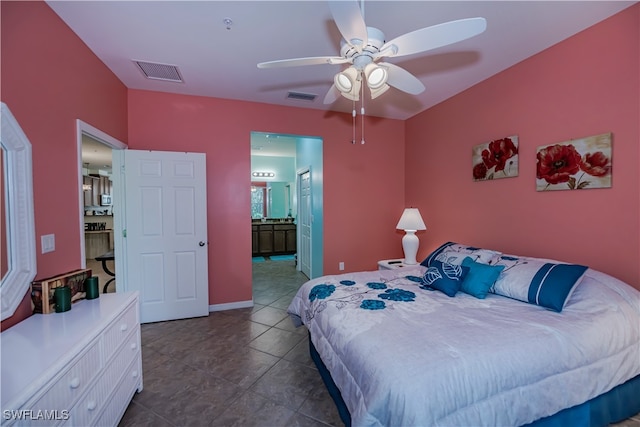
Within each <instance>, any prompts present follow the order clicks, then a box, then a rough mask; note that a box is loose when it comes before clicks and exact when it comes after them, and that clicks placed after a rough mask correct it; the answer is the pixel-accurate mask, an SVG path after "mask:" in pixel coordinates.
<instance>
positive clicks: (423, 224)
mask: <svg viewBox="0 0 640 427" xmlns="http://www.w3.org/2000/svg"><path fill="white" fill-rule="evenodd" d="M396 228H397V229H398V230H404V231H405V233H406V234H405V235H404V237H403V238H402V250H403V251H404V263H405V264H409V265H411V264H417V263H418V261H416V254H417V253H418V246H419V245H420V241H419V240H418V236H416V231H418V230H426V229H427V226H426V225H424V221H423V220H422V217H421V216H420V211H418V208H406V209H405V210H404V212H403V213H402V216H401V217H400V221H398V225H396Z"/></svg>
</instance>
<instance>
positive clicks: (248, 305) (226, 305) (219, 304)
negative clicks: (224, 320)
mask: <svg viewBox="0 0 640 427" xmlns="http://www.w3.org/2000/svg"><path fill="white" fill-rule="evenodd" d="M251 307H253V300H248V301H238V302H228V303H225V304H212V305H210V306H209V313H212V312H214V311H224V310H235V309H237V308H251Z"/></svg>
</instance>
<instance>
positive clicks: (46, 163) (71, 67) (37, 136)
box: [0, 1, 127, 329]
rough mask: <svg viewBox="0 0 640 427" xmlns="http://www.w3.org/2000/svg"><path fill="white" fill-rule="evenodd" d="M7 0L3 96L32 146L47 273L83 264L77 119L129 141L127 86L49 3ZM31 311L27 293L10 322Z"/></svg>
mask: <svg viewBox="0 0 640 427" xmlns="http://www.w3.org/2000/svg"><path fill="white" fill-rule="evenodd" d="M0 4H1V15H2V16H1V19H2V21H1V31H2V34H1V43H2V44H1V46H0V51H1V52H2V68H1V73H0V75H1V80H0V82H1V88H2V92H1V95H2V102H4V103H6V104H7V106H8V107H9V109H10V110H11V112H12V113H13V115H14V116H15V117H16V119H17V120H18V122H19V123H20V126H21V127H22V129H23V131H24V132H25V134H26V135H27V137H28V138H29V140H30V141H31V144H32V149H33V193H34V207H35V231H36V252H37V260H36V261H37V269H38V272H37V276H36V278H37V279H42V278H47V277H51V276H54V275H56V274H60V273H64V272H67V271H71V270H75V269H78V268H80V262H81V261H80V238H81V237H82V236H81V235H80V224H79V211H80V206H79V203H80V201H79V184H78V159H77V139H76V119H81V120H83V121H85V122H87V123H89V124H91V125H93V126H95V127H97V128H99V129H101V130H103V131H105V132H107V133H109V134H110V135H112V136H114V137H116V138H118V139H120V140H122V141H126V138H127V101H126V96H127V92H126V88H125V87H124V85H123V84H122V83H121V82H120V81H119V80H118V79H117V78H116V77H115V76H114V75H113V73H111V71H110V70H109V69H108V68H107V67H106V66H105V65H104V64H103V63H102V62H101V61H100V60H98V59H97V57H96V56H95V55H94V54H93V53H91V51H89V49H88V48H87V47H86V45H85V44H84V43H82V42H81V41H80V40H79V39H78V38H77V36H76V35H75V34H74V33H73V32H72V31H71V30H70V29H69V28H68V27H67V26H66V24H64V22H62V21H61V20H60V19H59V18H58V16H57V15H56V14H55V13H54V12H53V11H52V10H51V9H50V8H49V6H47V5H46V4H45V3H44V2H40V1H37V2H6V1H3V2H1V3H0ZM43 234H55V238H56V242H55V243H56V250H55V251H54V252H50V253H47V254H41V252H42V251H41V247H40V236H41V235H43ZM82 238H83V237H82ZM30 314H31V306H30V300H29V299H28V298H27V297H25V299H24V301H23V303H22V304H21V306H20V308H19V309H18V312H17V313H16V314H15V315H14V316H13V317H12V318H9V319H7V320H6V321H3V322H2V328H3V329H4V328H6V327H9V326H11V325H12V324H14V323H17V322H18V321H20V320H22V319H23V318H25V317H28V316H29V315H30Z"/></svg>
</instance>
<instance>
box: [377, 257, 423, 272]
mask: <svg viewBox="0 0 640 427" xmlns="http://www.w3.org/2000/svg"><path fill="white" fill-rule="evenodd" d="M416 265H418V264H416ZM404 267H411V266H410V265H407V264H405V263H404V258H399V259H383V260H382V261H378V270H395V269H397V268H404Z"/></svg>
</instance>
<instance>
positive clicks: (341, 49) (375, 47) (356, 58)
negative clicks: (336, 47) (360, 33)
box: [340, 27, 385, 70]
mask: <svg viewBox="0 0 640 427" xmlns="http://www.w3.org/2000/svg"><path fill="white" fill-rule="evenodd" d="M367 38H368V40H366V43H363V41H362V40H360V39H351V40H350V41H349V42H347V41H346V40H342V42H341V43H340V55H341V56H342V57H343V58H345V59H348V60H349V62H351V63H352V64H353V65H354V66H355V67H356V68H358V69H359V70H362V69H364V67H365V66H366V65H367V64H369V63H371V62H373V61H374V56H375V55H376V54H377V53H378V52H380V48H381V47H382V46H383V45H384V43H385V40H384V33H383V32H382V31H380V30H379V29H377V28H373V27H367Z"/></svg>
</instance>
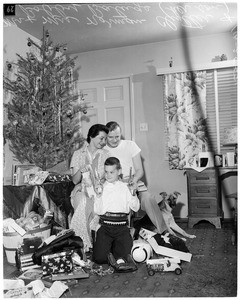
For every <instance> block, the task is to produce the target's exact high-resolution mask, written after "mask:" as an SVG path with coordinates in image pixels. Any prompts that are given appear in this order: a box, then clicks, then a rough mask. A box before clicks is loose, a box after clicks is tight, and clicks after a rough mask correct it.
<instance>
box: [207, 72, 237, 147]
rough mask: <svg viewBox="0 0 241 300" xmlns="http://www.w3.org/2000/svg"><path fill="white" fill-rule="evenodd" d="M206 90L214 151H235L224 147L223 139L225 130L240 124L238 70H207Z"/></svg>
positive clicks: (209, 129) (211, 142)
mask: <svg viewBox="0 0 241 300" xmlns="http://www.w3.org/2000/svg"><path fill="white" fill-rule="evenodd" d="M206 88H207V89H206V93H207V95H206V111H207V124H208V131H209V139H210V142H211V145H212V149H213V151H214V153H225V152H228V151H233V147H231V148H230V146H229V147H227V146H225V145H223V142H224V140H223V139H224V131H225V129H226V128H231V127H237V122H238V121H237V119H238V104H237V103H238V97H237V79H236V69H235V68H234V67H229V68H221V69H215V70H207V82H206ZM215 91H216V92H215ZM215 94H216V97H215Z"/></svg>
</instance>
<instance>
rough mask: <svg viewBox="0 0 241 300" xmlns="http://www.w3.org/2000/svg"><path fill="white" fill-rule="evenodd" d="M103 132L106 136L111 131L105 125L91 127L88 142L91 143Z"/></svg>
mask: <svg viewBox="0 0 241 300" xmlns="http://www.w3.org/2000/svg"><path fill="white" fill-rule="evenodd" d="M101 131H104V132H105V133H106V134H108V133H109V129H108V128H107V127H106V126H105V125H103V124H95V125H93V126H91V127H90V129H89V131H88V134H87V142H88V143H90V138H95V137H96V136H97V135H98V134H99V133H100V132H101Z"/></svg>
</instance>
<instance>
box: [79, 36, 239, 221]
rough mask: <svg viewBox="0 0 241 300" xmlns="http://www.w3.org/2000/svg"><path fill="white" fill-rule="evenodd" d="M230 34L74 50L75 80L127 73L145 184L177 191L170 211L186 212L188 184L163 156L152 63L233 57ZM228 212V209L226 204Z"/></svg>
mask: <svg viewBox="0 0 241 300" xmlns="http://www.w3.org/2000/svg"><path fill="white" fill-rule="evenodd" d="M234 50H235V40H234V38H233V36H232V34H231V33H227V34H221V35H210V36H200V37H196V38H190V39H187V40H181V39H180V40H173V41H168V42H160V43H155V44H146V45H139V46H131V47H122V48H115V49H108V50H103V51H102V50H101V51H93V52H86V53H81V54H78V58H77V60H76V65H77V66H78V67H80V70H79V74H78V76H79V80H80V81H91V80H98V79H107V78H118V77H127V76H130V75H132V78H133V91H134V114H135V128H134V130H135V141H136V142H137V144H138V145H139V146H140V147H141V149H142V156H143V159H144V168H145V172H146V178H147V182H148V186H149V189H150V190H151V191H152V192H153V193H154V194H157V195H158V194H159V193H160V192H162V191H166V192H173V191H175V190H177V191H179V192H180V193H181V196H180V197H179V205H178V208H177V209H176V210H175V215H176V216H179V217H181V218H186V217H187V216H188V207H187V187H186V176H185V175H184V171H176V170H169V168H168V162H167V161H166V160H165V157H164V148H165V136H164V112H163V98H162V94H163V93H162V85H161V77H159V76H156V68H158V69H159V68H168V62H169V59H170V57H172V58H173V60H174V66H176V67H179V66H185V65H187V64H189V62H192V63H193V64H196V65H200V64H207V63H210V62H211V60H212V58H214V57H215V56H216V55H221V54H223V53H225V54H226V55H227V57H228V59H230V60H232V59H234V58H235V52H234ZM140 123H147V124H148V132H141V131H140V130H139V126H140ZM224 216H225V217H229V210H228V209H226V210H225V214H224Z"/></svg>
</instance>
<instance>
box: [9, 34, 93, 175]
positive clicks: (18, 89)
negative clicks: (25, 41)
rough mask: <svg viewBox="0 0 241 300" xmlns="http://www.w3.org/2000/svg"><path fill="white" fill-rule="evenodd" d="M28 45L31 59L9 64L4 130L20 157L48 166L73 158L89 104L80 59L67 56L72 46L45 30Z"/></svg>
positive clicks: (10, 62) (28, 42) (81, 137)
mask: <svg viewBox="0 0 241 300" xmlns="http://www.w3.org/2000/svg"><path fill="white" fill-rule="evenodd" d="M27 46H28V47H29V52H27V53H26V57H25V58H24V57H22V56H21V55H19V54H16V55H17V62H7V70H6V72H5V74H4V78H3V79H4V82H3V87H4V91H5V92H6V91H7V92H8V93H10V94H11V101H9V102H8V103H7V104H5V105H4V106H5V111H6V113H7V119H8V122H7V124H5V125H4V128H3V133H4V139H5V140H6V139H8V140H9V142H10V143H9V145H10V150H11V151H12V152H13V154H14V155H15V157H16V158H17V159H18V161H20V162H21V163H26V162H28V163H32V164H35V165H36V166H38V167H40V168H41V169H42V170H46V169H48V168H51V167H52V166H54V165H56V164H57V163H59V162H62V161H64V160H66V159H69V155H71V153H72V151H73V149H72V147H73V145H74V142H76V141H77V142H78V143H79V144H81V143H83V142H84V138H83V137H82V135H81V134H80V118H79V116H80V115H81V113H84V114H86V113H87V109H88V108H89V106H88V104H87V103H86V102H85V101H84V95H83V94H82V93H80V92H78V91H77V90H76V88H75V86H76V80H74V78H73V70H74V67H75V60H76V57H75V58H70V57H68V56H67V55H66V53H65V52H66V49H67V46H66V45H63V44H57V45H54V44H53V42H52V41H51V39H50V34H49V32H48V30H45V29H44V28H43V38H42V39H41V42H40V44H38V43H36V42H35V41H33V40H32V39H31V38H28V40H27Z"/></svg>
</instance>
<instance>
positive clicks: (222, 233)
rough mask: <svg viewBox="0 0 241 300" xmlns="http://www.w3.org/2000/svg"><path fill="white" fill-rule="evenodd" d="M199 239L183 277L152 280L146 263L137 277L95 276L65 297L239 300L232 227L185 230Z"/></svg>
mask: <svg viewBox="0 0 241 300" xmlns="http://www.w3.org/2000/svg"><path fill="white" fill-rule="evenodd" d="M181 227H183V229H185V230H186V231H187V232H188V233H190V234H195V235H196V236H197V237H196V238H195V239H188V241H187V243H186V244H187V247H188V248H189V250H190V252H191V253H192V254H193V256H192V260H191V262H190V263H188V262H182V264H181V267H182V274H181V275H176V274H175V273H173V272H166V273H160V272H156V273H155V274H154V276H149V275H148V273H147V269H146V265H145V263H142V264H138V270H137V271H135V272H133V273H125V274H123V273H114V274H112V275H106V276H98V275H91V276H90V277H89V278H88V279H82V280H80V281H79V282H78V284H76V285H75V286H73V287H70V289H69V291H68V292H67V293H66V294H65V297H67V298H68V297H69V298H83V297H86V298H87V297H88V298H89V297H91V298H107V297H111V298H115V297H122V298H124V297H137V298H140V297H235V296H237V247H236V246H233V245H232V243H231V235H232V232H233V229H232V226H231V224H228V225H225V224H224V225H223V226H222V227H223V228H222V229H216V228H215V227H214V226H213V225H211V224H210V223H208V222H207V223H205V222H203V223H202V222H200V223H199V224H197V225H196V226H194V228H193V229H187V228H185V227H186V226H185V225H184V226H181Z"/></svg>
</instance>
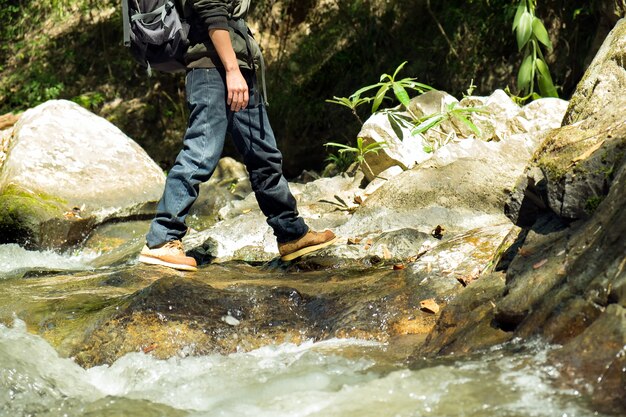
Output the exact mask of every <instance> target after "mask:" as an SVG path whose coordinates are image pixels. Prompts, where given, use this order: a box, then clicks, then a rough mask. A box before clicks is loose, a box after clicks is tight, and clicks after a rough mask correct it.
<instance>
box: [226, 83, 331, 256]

☆ ☆ ☆

Schriftliche Aufgabe: Zähle, in wie vielen Zeilen oben das Wort „negative“ vorkommt, und gib nur die Zahl an.

Aufgabenlösung: 3